> [Description of the task] Put the lines below into a numbered list, omitting blank lines. Begin at the line that contains "Exercise. Identify the crumpled" and continue through the last line of the entries.

> [Entries drawn from a collection]

□ □ □ □ □ □ □

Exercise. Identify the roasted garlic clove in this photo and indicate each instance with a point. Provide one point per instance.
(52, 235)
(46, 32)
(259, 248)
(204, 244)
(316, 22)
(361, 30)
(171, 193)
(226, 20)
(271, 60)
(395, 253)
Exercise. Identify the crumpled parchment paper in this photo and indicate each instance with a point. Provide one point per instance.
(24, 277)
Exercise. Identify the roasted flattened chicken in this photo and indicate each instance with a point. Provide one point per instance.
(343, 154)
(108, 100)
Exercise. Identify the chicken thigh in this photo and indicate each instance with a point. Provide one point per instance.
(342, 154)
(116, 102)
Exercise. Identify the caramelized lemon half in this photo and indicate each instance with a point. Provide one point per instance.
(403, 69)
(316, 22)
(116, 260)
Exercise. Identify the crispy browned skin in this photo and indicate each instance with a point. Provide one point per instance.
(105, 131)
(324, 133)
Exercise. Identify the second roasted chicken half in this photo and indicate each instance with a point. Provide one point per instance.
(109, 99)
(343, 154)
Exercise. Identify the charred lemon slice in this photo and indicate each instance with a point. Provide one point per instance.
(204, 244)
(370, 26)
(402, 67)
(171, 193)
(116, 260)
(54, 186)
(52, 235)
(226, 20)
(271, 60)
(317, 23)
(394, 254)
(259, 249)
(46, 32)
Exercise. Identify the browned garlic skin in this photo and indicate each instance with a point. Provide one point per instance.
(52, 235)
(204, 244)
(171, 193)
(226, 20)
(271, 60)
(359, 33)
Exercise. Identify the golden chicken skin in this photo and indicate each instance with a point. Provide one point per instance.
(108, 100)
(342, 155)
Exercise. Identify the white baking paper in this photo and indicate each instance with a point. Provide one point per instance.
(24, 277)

□ □ □ □ □ □ □

> [Solution for this task]
1. Exercise. Identify the crumpled parchment paper in this photo and indicate each instance with a point. Provide one point per instance.
2. (24, 277)
3. Exercise. Identify the roasted flattened chicken in this photo and indicate each instance with a point. Provide one point per instance.
4. (343, 154)
5. (108, 100)
6. Exercise. Identify the chicken thigh in this photo and indicate each instance with a point. Provide one point per instance.
7. (342, 154)
8. (116, 102)
9. Exercise. Identify the caramelized lemon half in this photo and indicate each instance with a point. Provide one point per instance.
10. (403, 69)
11. (316, 22)
12. (116, 260)
13. Exercise. Identify the crispy browned skin in this photo and indicate each instance with a point. Provide one point per instance.
14. (105, 131)
15. (324, 133)
16. Exercise. Identify the second roasted chicken half in this photo and indicate each instance with a point. Provide one point per instance.
17. (109, 99)
18. (343, 154)
19. Exercise. Identify the charred lemon slice in this photo and indicate each instance with a point. Provide one point per instance.
20. (204, 244)
21. (370, 26)
22. (402, 67)
23. (171, 193)
24. (116, 260)
25. (54, 186)
26. (52, 235)
27. (226, 20)
28. (271, 60)
29. (317, 23)
30. (394, 254)
31. (259, 249)
32. (46, 32)
33. Exercise. Identify the browned garlic skin in this photo and indicate each instance with a point. Provide one point per instance.
34. (52, 235)
35. (204, 244)
36. (171, 193)
37. (226, 20)
38. (271, 60)
39. (359, 33)
40. Exercise. Identify the golden chicken skin in this photo and indicate each instance with a point. Provide one point per instance.
41. (108, 100)
42. (342, 155)
43. Exercise. Identify the white baking paper in this photo and indicate each instance with a point. Provide one point per instance.
44. (24, 277)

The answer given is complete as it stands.